▶ Entries supplied
════════
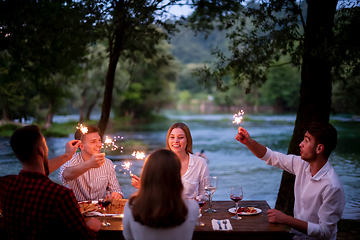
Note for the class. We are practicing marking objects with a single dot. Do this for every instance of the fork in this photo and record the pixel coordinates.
(225, 222)
(219, 224)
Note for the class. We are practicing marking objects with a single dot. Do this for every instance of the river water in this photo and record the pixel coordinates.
(232, 162)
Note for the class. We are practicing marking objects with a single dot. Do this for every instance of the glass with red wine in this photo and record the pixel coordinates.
(236, 195)
(201, 201)
(104, 203)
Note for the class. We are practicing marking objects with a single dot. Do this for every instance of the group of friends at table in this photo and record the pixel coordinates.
(163, 207)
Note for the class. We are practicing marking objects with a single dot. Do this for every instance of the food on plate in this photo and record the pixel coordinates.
(117, 206)
(88, 206)
(246, 210)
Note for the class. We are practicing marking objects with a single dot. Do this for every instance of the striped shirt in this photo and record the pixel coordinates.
(94, 183)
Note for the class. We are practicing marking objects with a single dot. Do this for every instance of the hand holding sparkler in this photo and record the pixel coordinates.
(110, 143)
(71, 147)
(238, 117)
(96, 160)
(82, 128)
(135, 181)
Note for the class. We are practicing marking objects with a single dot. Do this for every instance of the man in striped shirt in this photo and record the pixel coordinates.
(89, 174)
(34, 207)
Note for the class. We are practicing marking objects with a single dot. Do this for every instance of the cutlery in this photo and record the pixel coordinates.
(219, 224)
(225, 222)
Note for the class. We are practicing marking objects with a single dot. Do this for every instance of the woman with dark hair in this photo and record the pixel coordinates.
(158, 210)
(194, 169)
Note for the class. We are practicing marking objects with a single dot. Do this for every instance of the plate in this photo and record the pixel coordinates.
(96, 213)
(258, 210)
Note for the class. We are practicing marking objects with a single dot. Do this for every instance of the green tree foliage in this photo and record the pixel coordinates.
(39, 41)
(263, 32)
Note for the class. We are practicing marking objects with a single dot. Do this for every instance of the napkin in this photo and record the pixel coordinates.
(215, 224)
════════
▶ Goal of the exercise
Nothing but the records, repeated exactly and stripped of pictures, should appear in the answer.

▶ Output of the task
Note for the class. We are practicing marking objects with a single dot. Do this for every instance of the fork in this photo and record the pixel coordinates.
(225, 222)
(219, 224)
Note for the class. We are practicing marking objects with a single dot. Do this for every instance of the river water in this photo and record the pixel coordinates.
(232, 162)
Note for the class. We are practicing marking objects with a single dot. Do this for every instance of the glass with red wine in this photo and record the pixel coordinates.
(236, 195)
(201, 201)
(104, 203)
Note for the class. We are practicing marking objects with a single dot. Do this for every instance of the group of friends at table in this photo and record the pixel coordinates.
(163, 207)
Note for the class. We are practicing marking objects with a single dot. Do this for every instance of the food on plate in this photo and record the pixel coordinates.
(117, 206)
(88, 206)
(246, 210)
Note for the class. We are practicing marking objects with a single dot. Do this for every instance of the striped shirt in this photo and record the pixel coordinates.
(94, 183)
Note for the class. We are practicing marking objects with a single dot. Do this for every instance of the hand holding sparkler in this photo and record the pixel coordinates.
(110, 143)
(71, 147)
(238, 117)
(96, 160)
(82, 128)
(135, 181)
Note for the class. We are practicing marking objects with a single dot. Do this for every instance of the man in striped shirt in this photo and record the pixel coordinates.
(89, 174)
(34, 207)
Note for the class. We are practicing marking objects with a single dot. Do this for every instance of the cutlery in this photo and record the pixel coordinates.
(219, 224)
(225, 222)
Note for the class. We are practicing marking objects with a single dot. Do this for every instance of the woman with dark hair in this photo and record the pixel coordinates.
(158, 210)
(194, 169)
Note for the class. We are practicing marking objects with a single dot. Do this for every instance of the plate in this photo and record the pixel coordinates.
(96, 213)
(258, 210)
Note for the class. We are practicing marking objects with a single dot. Do this for every instance of the green tree foliage in this photo and record the pixel coordinates.
(39, 41)
(263, 32)
Note for the class. We are practicing marking objects with a single dot. Do this for every instance of the napkin in this photo and record the pixel coordinates.
(215, 224)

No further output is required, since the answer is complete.